**Instruction 1**
Gather every row that contains the string "wall", matching case exactly.

**Source extract**
# # #

IR-NMR Multimodal Computational Spectra Dataset for 177K Patent-Extracted Organic Molecules

Zipoli, Federico; Alberts, Marvin; Laino, Teodoro

doi:10.5281/zenodo.16417648

Published July 23, 2025 | Version v3

Dataset Open

IR-NMR Multimodal Computational Spectra Dataset for 177K Patent-Extracted Organic Molecules

1. IBM Research Europe - Zurich

Contributors

Data collectors:

# NMR and IR Spectra Dataset for Organic Molecules

This dataset contains computed NMR and IR spectroscopic data for a wide range of organic molecules. It is intended to support research in computational chemistry, spectroscopy, and machine learning.

## Contents

- `NMR_data.parquet`: Nuclear Magnetic Resonance (NMR) data for 1,255 unique organic molecules.
- `IR_data_chunkXXX_of_009.parquet`: Infrared (IR) spectra for 177,461 unique molecules, split into 9 files for easier handling.

---

## NMR Dataset

**File**: `NMR_data.parquet`

This file contains dynamic NMR properties computed from molecular dynamics simulations. For each of the 1,255 molecules, NMR shifts were calculated over several MD frames to capture thermal effects and conformational flexibility.

Each record includes:

- `id`: Unique molecule identifier
- `smiles`: SMILES string representing the molecule
- `atoms`: List of atomic symbols
- `xyz`: Cartesian coordinates of the atoms
- `frames`: Dictionary of frame-specific data including:
- `c_nmr_peaks_ave`, `h_nmr_peaks_ave`: Averaged chemical shifts
- `c_nmr_peaks_unsorted`, `h_nmr_peaks_unsorted`: Raw per-atom shifts
- `nmr_cpmd_text`: CPMD-calculated shielding data with TMS referencing
- Frame-specific atomic positions
- `averaged_frames`: Averaged shifts over all frames
- `h_nmr_std`, `c_nmr_std`: Standard deviations across frames
- Additional metadata like group indices for chemically equivalent atoms

This dataset enables training and validation of machine learning models that aim to predict NMR shifts based on 3D structure and thermal motion.

---

## IR Spectra Dataset

**Files**:
`IR_data_chunk001_of_009.parquet` to `IR_data_chunk009_of_009.parquet`

Due to the large size of the dataset, IR spectra are provided in 9 separate Parquet files. The first 8 files contain 20,000 molecules each; the final chunk contains the remainder.

Each molecule includes:

- `id`: Unique molecule identifier
- `smiles`: SMILES string representation
- `type`: Atom types (as integer codes: B=0, Br=1, C=2, Cl=3, F=4, H=5, I=6, N=7, O=8, P=9, S=10, Si=11)
- `Frequency(cm^-1)`: IR frequency axis (up to 4003.17 cm⁻¹, 0.3336 cm⁻¹ resolution)
- `ir_spectra`: Quantum-corrected IR intensity values

### IR Calculation Details

- Dipole moment trajectories were sampled every 2.5 fs over 100 ps (40,001 time steps).
- The IR spectra were computed via Fourier transform of the autocorrelation of the dipole signal, using a Blackman window to reduce spectral leakage.

# # #

Items listed in a dataset:
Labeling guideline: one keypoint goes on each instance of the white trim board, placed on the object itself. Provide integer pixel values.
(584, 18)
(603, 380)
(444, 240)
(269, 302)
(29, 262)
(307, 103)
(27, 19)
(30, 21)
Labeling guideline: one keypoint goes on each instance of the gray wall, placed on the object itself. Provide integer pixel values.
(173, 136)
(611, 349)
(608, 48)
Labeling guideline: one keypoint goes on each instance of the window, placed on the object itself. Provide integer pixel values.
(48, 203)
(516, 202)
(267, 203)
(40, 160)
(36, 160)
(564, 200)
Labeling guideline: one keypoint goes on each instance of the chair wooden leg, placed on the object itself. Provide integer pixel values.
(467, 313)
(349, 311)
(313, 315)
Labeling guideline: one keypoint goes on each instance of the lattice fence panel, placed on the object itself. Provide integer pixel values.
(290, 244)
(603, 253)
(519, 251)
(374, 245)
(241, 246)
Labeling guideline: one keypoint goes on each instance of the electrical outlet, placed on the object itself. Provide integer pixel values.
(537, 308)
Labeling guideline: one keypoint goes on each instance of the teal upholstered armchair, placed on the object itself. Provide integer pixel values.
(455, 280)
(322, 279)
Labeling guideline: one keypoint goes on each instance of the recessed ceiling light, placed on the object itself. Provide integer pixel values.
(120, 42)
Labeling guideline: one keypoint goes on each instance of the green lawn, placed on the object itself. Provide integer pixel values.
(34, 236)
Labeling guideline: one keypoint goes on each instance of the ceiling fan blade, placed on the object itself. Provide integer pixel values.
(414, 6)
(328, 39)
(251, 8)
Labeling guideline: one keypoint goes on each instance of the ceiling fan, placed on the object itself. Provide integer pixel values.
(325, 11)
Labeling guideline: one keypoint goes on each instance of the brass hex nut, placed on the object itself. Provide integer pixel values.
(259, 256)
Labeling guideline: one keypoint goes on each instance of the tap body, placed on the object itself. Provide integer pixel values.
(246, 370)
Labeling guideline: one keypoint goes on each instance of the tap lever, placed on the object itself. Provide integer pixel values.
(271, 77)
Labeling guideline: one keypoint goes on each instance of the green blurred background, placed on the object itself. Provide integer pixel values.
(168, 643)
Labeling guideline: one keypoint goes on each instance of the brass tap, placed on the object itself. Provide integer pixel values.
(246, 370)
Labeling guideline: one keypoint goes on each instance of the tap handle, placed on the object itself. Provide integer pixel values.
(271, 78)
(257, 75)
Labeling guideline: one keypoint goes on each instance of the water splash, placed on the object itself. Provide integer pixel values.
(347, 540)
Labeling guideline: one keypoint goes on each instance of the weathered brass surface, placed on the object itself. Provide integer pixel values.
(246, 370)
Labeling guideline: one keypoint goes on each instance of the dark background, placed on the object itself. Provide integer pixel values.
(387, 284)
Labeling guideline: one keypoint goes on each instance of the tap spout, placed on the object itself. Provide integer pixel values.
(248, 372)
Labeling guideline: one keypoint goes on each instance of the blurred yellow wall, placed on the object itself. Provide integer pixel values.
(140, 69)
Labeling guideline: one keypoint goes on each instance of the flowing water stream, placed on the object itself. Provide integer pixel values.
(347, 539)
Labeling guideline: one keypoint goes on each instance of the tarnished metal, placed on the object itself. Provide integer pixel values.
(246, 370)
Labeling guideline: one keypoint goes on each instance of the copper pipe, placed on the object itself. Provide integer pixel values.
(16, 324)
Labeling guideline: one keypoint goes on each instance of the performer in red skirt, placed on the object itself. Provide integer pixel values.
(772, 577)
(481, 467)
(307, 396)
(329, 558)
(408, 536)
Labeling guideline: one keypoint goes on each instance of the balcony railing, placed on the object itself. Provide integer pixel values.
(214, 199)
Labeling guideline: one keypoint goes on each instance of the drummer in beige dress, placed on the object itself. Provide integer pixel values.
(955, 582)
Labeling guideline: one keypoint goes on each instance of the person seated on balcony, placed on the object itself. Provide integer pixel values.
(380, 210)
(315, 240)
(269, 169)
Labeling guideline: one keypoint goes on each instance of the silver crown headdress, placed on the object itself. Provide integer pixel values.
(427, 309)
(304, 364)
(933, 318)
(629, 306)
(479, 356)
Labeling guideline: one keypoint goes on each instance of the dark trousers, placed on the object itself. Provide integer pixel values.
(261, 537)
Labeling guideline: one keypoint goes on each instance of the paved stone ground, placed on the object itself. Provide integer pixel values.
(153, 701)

# # #

**Instruction 2**
Using the dataset description above, answer each question on its own line:
(a) How many unique molecules does the NMR file cover?
(b) How many molecules does each of the first 8 IR files contain?
(c) At what interval, and over what total time, were the dipole moment trajectories sampled?

**Correct response 1**
Labeling guideline: one keypoint goes on each instance of the gray wall, placed on the object itself. Provide integer pixel values.
Labeling guideline: one keypoint goes on each instance of the blurred yellow wall, placed on the object itself. Provide integer pixel values.

**Correct response 2**
(a) 1,255
(b) 20,000
(c) Every 2.5 fs over 100 ps